▶ _Goal_
Summarize the forum thread about Nadia Boulanger in two sentences.

▶ _Document text_
• • • •

# Let's hear it for Nadia Boulanger



## rojo (May 26, 2006)

This woman is an inspiration to teachers everywhere. Or should be? And to many composers as well, I would think.

Just take a peek at all the notable names in her list of students:

http://en.wikipedia.org/wiki/List_of_students_of_Nadia_Boulanger

Most impressive. I just discovered that Francis Dhomont studied with her as well (although not listed.) Does anyone know of any other students of hers that are not listed here?

I know I have heard one of her works, although I can't recall what it was at the moment. I'll have to come back to the thread when I finally remember...


----------



## Tapkaara (Apr 18, 2006)

I tried to start a thread about her a while back.

• • • •

▶ _Given records_
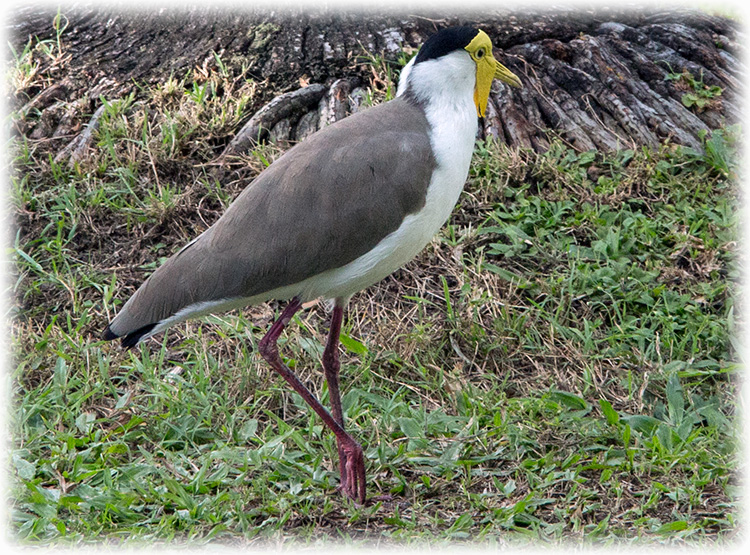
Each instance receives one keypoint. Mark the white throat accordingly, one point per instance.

• • • •

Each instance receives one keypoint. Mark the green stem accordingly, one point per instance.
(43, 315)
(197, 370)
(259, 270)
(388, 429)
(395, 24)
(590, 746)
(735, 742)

• • • •

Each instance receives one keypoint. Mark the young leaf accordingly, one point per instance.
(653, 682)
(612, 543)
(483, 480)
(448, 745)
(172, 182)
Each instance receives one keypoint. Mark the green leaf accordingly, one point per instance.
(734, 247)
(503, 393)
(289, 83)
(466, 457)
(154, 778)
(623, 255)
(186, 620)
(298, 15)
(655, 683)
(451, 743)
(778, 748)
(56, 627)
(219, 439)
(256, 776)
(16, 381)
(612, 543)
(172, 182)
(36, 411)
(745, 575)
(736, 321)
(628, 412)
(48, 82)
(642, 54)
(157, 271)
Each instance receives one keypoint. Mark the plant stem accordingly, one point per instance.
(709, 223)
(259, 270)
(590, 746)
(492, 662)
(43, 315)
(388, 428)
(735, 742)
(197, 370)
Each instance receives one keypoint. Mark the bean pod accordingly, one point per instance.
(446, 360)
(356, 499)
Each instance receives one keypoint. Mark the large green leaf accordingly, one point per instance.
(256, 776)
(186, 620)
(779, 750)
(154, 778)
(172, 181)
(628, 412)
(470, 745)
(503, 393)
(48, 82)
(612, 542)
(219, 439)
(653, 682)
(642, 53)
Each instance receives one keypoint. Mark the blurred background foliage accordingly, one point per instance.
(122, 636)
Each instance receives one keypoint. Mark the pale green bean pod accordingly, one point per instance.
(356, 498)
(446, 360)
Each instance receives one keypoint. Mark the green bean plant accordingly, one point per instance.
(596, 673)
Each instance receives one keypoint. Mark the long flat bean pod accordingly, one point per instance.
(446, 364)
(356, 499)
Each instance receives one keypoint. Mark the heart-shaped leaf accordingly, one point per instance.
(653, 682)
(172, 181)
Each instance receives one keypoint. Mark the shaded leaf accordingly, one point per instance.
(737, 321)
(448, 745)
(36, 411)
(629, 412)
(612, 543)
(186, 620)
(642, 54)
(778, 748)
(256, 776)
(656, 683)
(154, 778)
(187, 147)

• • • •

▶ _Problem solution_
A poster named rojo calls Nadia Boulanger an inspiration to teachers and many composers, points to a list of her notable students, and notes that Francis Dhomont also studied with her though he is not listed. Rojo asks about other unlisted students and recalls hearing one of her works without remembering which, while Tapkaara replies that they had tried to start a thread about her a while back.